**Exercise brief**
The word "porch" marks the lines you need; copy each of them from the data.

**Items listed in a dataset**
--------------------------------

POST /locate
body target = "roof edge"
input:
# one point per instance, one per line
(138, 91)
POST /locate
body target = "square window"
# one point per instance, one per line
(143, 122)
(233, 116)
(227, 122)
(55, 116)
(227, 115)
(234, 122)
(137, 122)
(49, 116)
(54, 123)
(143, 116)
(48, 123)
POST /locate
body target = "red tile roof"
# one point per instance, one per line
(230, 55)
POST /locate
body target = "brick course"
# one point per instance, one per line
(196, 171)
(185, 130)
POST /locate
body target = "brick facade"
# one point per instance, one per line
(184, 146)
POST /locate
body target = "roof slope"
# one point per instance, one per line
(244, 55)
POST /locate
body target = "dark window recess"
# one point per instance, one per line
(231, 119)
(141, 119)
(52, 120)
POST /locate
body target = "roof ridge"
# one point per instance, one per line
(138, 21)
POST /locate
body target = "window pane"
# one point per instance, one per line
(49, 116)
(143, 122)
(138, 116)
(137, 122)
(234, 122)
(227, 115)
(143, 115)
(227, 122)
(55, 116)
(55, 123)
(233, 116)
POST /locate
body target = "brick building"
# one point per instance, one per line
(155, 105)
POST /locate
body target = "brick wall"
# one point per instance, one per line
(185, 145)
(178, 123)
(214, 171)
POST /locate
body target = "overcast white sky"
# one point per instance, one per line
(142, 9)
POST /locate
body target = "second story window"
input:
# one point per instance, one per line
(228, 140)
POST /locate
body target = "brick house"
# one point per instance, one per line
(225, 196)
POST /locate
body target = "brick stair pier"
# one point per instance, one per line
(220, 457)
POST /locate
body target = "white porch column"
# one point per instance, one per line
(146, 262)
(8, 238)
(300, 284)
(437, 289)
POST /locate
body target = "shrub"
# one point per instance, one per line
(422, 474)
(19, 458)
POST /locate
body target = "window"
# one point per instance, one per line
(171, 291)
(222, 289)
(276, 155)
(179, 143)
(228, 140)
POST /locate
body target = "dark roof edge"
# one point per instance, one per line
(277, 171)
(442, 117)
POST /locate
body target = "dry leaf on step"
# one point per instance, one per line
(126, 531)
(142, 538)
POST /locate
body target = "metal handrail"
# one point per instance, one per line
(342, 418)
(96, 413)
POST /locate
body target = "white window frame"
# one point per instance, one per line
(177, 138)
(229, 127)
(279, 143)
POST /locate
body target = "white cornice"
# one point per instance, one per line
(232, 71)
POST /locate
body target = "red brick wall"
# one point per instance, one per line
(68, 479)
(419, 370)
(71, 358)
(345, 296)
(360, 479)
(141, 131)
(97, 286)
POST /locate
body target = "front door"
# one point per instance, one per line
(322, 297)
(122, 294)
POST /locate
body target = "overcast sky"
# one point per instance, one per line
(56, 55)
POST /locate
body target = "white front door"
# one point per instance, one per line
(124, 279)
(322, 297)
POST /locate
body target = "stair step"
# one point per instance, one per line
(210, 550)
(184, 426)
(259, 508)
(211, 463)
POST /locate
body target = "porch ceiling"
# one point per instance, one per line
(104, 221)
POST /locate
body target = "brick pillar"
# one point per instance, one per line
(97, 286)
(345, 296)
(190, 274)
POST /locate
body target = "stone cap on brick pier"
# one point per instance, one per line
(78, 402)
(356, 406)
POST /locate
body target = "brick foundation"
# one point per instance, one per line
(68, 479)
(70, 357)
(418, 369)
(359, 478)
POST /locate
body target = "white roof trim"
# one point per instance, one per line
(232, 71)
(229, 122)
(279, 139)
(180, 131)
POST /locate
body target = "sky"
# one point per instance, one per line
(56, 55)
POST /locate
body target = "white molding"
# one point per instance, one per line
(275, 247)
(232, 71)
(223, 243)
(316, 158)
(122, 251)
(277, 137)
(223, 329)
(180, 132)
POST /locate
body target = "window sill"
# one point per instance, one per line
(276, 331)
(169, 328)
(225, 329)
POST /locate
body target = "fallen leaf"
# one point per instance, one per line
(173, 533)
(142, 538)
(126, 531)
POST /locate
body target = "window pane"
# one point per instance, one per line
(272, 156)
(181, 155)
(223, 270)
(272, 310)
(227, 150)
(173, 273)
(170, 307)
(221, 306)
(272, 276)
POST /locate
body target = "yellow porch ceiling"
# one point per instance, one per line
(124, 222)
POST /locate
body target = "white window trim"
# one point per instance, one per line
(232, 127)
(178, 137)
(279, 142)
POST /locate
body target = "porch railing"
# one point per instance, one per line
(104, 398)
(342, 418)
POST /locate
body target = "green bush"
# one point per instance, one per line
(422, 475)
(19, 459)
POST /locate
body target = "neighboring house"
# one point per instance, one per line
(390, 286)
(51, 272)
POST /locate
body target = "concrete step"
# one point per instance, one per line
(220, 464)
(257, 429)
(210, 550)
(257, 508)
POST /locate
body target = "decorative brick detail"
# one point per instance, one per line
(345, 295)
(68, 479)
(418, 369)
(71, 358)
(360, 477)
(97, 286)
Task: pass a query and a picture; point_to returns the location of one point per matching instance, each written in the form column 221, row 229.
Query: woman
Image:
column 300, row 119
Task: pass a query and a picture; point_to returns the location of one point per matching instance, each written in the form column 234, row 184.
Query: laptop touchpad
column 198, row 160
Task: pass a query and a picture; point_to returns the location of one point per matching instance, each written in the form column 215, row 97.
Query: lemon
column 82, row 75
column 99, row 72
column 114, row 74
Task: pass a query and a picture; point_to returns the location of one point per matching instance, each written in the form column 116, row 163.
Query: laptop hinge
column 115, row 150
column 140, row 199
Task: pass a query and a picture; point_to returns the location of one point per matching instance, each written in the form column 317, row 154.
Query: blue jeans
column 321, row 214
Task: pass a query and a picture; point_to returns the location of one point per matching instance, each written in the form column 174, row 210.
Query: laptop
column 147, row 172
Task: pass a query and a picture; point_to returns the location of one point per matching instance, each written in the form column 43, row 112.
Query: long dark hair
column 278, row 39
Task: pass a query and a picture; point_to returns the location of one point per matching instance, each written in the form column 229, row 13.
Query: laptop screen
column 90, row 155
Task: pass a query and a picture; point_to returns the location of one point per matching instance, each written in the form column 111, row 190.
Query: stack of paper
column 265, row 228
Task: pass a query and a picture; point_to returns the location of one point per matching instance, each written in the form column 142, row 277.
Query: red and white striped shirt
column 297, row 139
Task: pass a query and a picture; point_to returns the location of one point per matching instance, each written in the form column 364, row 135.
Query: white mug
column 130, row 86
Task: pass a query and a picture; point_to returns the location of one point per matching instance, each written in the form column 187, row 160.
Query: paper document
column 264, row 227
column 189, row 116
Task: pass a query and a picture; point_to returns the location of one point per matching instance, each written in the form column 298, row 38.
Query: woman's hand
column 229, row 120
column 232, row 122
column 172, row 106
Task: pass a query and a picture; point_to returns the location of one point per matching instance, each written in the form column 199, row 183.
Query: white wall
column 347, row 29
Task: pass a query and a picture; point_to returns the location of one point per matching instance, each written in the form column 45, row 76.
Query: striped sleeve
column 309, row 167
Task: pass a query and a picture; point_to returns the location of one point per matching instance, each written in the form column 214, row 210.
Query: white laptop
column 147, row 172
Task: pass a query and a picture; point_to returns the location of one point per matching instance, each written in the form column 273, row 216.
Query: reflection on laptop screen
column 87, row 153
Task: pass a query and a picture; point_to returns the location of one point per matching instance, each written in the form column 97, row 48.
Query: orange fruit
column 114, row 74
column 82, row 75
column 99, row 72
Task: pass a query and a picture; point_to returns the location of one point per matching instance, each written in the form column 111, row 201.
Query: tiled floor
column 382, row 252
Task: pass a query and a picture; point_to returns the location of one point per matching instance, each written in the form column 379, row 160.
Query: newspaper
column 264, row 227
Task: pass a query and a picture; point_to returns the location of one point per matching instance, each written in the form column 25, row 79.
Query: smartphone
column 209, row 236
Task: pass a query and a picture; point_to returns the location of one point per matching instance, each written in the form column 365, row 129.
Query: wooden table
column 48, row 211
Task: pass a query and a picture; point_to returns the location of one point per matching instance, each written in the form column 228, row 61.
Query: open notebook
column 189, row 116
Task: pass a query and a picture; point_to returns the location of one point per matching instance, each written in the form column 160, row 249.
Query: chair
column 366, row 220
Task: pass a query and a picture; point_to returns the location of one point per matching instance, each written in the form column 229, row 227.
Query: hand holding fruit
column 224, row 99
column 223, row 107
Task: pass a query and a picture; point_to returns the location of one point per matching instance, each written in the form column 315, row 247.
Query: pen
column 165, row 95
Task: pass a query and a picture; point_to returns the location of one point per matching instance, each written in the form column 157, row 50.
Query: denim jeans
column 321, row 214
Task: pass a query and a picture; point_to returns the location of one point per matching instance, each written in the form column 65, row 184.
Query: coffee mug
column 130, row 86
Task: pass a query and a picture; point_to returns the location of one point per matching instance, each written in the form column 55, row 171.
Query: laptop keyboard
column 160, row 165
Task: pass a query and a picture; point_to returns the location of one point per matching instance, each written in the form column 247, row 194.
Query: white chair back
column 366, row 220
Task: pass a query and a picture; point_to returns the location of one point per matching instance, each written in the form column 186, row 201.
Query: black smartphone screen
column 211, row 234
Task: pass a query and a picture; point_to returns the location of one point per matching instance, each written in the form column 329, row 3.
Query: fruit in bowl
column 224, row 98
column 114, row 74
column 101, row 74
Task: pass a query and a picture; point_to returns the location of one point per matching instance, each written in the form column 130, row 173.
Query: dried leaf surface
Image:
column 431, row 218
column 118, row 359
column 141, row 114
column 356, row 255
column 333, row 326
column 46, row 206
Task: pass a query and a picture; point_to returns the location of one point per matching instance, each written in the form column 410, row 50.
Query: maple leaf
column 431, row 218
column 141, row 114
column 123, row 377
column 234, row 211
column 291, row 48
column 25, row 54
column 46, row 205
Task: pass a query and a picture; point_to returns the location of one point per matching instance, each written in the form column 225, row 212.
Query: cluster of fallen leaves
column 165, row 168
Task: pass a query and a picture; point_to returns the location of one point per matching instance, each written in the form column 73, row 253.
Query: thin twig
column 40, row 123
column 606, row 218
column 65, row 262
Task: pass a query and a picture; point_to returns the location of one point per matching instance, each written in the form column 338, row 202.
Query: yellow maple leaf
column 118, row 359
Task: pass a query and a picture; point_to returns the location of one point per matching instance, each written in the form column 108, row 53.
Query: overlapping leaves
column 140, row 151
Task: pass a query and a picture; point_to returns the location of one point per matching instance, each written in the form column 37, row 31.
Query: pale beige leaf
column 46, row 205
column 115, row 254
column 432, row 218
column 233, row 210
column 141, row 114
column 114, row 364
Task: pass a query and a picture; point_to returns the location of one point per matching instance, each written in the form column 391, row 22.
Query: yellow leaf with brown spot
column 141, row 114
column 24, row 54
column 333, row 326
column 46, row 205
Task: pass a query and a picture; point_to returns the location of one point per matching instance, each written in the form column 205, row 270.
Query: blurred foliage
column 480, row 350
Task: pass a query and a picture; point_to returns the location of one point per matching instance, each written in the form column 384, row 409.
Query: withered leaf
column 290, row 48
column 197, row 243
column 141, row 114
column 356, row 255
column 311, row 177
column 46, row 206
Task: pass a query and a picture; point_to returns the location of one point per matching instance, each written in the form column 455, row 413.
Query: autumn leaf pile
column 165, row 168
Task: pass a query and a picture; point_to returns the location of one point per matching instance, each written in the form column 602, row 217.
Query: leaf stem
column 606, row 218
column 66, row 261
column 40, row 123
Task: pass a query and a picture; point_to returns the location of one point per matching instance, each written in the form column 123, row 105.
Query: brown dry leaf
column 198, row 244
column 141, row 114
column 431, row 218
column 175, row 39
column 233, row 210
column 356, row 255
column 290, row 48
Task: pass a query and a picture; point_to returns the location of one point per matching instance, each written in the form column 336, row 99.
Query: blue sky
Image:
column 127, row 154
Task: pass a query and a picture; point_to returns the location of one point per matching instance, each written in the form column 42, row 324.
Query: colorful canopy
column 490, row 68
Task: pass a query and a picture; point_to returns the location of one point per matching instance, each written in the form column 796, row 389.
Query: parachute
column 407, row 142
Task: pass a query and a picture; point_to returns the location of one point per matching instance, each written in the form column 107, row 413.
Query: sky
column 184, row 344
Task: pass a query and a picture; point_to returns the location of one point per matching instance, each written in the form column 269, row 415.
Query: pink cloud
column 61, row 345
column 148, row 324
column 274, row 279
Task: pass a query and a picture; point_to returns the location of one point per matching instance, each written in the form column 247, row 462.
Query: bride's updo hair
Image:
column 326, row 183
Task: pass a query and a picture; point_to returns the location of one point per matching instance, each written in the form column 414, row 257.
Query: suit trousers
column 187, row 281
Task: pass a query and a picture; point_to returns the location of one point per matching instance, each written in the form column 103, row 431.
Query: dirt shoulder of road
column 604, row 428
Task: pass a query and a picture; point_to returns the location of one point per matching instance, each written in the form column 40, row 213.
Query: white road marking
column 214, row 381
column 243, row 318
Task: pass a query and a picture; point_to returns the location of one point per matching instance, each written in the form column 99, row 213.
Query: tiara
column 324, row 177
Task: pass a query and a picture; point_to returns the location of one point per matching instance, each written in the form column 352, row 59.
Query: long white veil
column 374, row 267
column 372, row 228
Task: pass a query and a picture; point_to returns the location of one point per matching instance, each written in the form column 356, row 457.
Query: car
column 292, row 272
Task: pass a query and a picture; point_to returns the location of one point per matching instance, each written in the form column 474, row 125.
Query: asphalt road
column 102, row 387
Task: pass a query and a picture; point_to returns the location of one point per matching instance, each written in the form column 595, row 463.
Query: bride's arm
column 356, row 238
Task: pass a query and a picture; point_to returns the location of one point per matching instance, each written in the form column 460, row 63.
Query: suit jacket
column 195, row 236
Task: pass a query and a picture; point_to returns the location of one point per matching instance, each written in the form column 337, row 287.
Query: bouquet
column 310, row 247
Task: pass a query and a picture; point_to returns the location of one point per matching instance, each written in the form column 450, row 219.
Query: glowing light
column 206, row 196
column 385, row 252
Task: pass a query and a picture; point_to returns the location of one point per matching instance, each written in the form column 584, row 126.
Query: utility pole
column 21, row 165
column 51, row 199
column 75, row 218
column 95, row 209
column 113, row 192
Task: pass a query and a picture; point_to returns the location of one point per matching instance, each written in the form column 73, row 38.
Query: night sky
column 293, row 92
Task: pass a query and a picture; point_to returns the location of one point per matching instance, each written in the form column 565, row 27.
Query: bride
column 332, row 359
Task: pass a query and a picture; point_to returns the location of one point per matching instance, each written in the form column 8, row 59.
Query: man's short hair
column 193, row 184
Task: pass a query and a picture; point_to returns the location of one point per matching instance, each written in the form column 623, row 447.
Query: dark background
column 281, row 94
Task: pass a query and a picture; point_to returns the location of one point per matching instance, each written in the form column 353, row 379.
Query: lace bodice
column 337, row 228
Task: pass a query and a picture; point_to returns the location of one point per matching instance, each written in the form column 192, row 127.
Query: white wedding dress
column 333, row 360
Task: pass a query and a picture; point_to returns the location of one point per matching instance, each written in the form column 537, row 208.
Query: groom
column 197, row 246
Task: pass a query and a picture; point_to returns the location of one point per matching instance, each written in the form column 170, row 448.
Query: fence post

--------------------------------

**Exercise output**
body target = "white porch column"
body target = "porch ceiling"
body target = "yellow porch ceiling"
body target = "porch railing"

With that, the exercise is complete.